*What you have to do*.
Each record below must be returned exactly, with no line left out.

════════

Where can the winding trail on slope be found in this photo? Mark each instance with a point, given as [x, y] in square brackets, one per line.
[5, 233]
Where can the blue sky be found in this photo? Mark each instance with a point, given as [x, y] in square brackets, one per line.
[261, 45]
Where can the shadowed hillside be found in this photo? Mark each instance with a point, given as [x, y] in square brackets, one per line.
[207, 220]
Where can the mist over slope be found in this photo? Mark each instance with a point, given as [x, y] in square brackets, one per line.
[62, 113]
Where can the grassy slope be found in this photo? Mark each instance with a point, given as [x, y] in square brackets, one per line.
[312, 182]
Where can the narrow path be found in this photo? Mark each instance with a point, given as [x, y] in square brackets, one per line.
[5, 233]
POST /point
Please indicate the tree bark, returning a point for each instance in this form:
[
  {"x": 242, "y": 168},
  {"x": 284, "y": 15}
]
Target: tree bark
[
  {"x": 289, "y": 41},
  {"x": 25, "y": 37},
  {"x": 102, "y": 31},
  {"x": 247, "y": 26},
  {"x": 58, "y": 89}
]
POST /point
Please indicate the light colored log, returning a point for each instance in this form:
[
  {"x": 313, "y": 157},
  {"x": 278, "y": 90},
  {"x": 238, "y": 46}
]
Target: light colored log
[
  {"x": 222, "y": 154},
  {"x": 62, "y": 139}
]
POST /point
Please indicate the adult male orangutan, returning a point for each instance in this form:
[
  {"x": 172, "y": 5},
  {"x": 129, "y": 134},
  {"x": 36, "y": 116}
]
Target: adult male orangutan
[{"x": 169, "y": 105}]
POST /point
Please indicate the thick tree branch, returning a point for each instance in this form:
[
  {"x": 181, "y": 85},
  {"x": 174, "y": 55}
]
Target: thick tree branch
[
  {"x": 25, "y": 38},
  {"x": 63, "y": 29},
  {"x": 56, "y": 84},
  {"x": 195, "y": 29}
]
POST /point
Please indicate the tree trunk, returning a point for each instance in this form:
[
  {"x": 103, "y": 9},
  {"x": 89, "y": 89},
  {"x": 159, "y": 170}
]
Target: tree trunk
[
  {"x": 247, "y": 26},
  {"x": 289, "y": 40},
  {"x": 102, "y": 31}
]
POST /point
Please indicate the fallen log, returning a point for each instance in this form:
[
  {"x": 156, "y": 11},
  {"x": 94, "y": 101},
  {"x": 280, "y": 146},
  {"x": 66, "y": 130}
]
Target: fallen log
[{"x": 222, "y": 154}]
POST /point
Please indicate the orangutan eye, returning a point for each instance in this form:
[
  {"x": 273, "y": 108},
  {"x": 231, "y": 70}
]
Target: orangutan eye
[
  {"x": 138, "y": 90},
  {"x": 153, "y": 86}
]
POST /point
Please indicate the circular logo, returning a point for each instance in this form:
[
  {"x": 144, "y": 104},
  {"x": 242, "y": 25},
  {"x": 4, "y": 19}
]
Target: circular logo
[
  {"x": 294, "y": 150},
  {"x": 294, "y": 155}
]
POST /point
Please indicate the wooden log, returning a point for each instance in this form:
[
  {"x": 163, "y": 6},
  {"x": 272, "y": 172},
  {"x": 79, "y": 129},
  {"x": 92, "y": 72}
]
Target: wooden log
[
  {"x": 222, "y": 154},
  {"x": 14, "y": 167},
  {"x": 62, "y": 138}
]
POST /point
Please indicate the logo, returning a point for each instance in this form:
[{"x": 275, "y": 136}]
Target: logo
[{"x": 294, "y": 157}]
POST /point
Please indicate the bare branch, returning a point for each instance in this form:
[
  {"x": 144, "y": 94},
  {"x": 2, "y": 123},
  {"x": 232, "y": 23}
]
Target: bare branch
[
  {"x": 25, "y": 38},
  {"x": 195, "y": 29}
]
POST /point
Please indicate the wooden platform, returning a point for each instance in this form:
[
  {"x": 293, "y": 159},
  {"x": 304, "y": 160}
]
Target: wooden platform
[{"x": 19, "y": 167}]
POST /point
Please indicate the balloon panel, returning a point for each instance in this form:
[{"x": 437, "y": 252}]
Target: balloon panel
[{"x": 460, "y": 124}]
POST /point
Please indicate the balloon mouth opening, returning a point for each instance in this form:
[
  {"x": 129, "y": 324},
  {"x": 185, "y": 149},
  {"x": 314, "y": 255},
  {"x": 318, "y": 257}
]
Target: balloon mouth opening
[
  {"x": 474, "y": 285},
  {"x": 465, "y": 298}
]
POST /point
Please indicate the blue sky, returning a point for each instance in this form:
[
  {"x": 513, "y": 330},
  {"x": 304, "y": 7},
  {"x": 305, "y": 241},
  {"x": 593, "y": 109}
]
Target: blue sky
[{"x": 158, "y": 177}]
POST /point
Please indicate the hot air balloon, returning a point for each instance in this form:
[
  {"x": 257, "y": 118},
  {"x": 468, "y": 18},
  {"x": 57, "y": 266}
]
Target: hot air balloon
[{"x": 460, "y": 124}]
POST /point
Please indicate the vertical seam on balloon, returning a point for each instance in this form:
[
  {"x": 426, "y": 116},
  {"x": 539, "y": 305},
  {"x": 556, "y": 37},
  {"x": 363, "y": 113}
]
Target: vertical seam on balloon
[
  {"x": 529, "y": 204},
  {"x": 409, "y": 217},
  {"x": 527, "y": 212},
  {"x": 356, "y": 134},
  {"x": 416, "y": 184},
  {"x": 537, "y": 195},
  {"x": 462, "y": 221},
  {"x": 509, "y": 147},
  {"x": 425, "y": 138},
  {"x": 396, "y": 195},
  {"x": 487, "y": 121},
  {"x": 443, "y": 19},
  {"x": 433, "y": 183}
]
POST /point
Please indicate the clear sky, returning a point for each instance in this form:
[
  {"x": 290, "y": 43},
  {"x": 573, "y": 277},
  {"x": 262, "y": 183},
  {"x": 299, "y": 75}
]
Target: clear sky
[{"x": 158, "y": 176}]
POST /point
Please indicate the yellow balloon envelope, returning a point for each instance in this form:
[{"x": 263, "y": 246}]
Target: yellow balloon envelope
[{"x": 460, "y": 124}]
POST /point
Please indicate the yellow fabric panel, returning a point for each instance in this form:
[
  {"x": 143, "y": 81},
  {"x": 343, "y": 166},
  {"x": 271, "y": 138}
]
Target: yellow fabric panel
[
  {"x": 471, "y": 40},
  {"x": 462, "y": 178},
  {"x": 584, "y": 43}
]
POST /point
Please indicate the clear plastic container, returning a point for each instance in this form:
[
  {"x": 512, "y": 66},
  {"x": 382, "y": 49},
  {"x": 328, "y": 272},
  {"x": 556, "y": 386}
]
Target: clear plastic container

════════

*Exercise result*.
Where can the winding trail on slope be found in this photo? Mark each instance with a point, given as [x, y] in square brackets, one per line.
[5, 233]
Where can the blue sky be found in this photo? Mark each instance with a point, given as [x, y] in square brackets, one per line.
[261, 45]
Where can the shadowed hillside be found in this photo? Mark each instance with a point, given as [x, y] in square brackets, one per line.
[207, 220]
Where can the mist over slope be found in this photo? Mark each instance with a point, given as [x, y] in square brackets, one per line.
[62, 113]
Where can the grassy slope be found in this photo? Mark each instance with a point, given as [x, y] in square brackets, one per line.
[312, 182]
Where can the narrow path be found in this photo? Mark each instance with a point, given as [x, y] in square brackets, one per line.
[5, 233]
POST /point
Please indicate the tree bark, returning a point for each instance in this form:
[
  {"x": 242, "y": 168},
  {"x": 284, "y": 15}
]
Target: tree bark
[
  {"x": 289, "y": 41},
  {"x": 25, "y": 37},
  {"x": 102, "y": 31},
  {"x": 247, "y": 26},
  {"x": 58, "y": 89}
]
POST /point
Please indicate the light colored log, returning a point for each instance in this form:
[
  {"x": 313, "y": 157},
  {"x": 278, "y": 90},
  {"x": 238, "y": 46}
]
Target: light colored log
[
  {"x": 222, "y": 154},
  {"x": 62, "y": 139}
]
POST /point
Please indicate the adult male orangutan, returning a point for each instance in this form:
[
  {"x": 172, "y": 5},
  {"x": 129, "y": 134},
  {"x": 36, "y": 116}
]
Target: adult male orangutan
[{"x": 169, "y": 105}]
POST /point
Please indicate the thick tree branch, returning a point for each instance in this form:
[
  {"x": 181, "y": 85},
  {"x": 174, "y": 55}
]
Target: thick tree branch
[
  {"x": 25, "y": 38},
  {"x": 63, "y": 29},
  {"x": 56, "y": 84},
  {"x": 195, "y": 29}
]
POST /point
Please indicate the tree trunk, returning a point for each instance in this form:
[
  {"x": 103, "y": 9},
  {"x": 89, "y": 89},
  {"x": 159, "y": 170}
]
Target: tree trunk
[
  {"x": 247, "y": 26},
  {"x": 289, "y": 40},
  {"x": 102, "y": 31}
]
POST /point
Please indicate the fallen log, returning a point for each instance in this form:
[
  {"x": 156, "y": 11},
  {"x": 94, "y": 101},
  {"x": 280, "y": 146},
  {"x": 66, "y": 130}
]
Target: fallen log
[{"x": 222, "y": 154}]
POST /point
Please indicate the orangutan eye, returning a point for each instance in this form:
[
  {"x": 273, "y": 108},
  {"x": 231, "y": 70}
]
Target: orangutan eye
[
  {"x": 138, "y": 90},
  {"x": 153, "y": 86}
]
POST /point
Please indicate the circular logo, returning a point for each instance in this form:
[
  {"x": 144, "y": 104},
  {"x": 242, "y": 25},
  {"x": 4, "y": 19}
]
Target: circular logo
[
  {"x": 294, "y": 150},
  {"x": 294, "y": 155}
]
POST /point
Please indicate the wooden log, returning a point for each instance in this form:
[
  {"x": 163, "y": 6},
  {"x": 272, "y": 172},
  {"x": 79, "y": 129},
  {"x": 92, "y": 72}
]
Target: wooden log
[
  {"x": 222, "y": 154},
  {"x": 14, "y": 167},
  {"x": 62, "y": 138}
]
POST /point
Please indicate the logo, returning a point for each instance in this form:
[{"x": 275, "y": 136}]
Target: logo
[{"x": 294, "y": 157}]
POST /point
Please indicate the bare branch, returning a point for each instance in this form:
[
  {"x": 144, "y": 94},
  {"x": 2, "y": 123},
  {"x": 232, "y": 23}
]
Target: bare branch
[
  {"x": 25, "y": 38},
  {"x": 195, "y": 29}
]
POST /point
Please indicate the wooden platform, returning a point for each instance in this form:
[
  {"x": 293, "y": 159},
  {"x": 304, "y": 160}
]
Target: wooden platform
[{"x": 19, "y": 167}]
POST /point
Please indicate the balloon panel, returning a point for each instance in this form:
[{"x": 437, "y": 252}]
Target: balloon panel
[{"x": 460, "y": 124}]
POST /point
Please indicate the balloon mouth opening, returning a point for each instance in this form:
[
  {"x": 129, "y": 324},
  {"x": 185, "y": 149},
  {"x": 314, "y": 255},
  {"x": 318, "y": 257}
]
Target: balloon mouth opening
[
  {"x": 474, "y": 285},
  {"x": 465, "y": 298}
]
POST /point
Please indicate the blue sky, returning a point for each instance in this form:
[
  {"x": 513, "y": 330},
  {"x": 304, "y": 7},
  {"x": 305, "y": 241},
  {"x": 593, "y": 109}
]
Target: blue sky
[{"x": 158, "y": 177}]
POST /point
Please indicate the hot air balloon, returning a point for each instance in this form:
[
  {"x": 257, "y": 118},
  {"x": 468, "y": 18},
  {"x": 57, "y": 266}
]
Target: hot air balloon
[{"x": 460, "y": 124}]
POST /point
Please indicate the vertical seam on balloon, returning a point for each instance in this form:
[
  {"x": 426, "y": 116},
  {"x": 539, "y": 305},
  {"x": 556, "y": 37},
  {"x": 363, "y": 113}
]
Target: vertical seam on balloon
[
  {"x": 529, "y": 204},
  {"x": 409, "y": 217},
  {"x": 527, "y": 212},
  {"x": 356, "y": 134},
  {"x": 416, "y": 184},
  {"x": 537, "y": 195},
  {"x": 462, "y": 221},
  {"x": 509, "y": 147},
  {"x": 425, "y": 138},
  {"x": 396, "y": 195},
  {"x": 487, "y": 121},
  {"x": 443, "y": 19},
  {"x": 433, "y": 183}
]
POST /point
Please indicate the clear sky, returning a point for each instance in this form:
[
  {"x": 290, "y": 43},
  {"x": 573, "y": 277},
  {"x": 262, "y": 183},
  {"x": 299, "y": 75}
]
Target: clear sky
[{"x": 158, "y": 176}]
POST /point
Please indicate the yellow balloon envelope, returning a point for each instance in this form:
[{"x": 263, "y": 246}]
Target: yellow balloon envelope
[{"x": 460, "y": 124}]
POST /point
Please indicate the yellow fabric panel, returning a point for each instance in this form:
[
  {"x": 143, "y": 81},
  {"x": 343, "y": 166},
  {"x": 271, "y": 138}
]
Target: yellow fabric panel
[
  {"x": 471, "y": 40},
  {"x": 462, "y": 178},
  {"x": 584, "y": 43}
]
POST /point
Please indicate the clear plastic container, returning a point for each instance in this form:
[
  {"x": 512, "y": 66},
  {"x": 382, "y": 49},
  {"x": 328, "y": 272},
  {"x": 556, "y": 386}
]
Target: clear plastic container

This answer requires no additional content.